Introdução

O Sínodo é um evento eclesial, por isso ao centro das preocupações e processos de reflexão está a evangelização. A missão da igreja é Evangelizar! Isso significa apresentar ao mundo a pessoa de Jesus Cristo, o Salvador da humanidade, para que “todos tenham vida e a tenham em abundância” (Jo 10,10). Todas as demais preocupações são consequências!

“Ele (Jesus) anuncia a boa nova do Reino aos pobres e aos pecadores. Por isso, nós, como discípulos e missionários de Jesus, queremos e devemos proclamar o Evangelho, que é manifestação do próprio Cristo. Anunciamos a nossos povos que Deus nos ama, que sua existência não é ameaça para o homem, que Ele está perto com o poder salvador e libertador de seu Reino” (D. Aparecida, N. 30).

O ofuscamento desse compromisso vocacional levaria a Igreja a perder o sentido da sua existência e assim, correria o perigo de confundir-se. A fidelidade da Igreja à sua missão em todos os contextos depende dos seus olhos fixos em Jesus, na reinterpretação das suas palavras, ressignificação dos seus gestos, retomada de suas atitudes, relançamento da sua pedagogia na promoção do Reino de Deus.

  1. Encarnar-se para salvar

Para salvar Deus se faz humano sem renunciar a sua identidade divina (cf. Jo 1,14). Encarnando-se, a divindade assumiu a totalidade das realidades humanas, todas as dimensões da vida da pessoa e da sociedade. Por que isso? Para salvar! A encarnação é o princípio e a condição fundamental da salvação da humanidade que vive nos mais variados contextos e situações. Da mesma forma faz a Igreja para cumprir a sua missão.

□ □ □ □ □

__Tarefa proposta A__: Por favor, devolva cada linha das entradas abaixo que contenha a palavra "ladybug".

[Dados coletados]
□ □ □ □ □

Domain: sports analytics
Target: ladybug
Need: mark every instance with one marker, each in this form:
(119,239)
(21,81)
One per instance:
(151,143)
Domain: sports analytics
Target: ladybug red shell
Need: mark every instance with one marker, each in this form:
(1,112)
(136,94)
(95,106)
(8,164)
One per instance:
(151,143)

□ □ □ □ □

__Tarefa proposta B__: Atualize o trecho do texto sobre a evangelização que vai de "O Sínodo é um" até "Aparecida, N. 30).", trocando "discípulos e missionários" por "seguidores e mensageiros".

__Resposta correta A__:
Target: ladybug
Target: ladybug red shell

__Resposta correta B__:
O Sínodo é um evento eclesial, por isso ao centro das preocupações e processos de reflexão está a evangelização. A missão da igreja é Evangelizar! Isso significa apresentar ao mundo a pessoa de Jesus Cristo, o Salvador da humanidade, para que “todos tenham vida e a tenham em abundância” (Jo 10,10). Todas as demais preocupações são consequências!

“Ele (Jesus) anuncia a boa nova do Reino aos pobres e aos pecadores. Por isso, nós, como seguidores e mensageiros de Jesus, queremos e devemos proclamar o Evangelho, que é manifestação do próprio Cristo. Anunciamos a nossos povos que Deus nos ama, que sua existência não é ameaça para o homem, que Ele está perto com o poder salvador e libertador de seu Reino” (D. Aparecida, N. 30).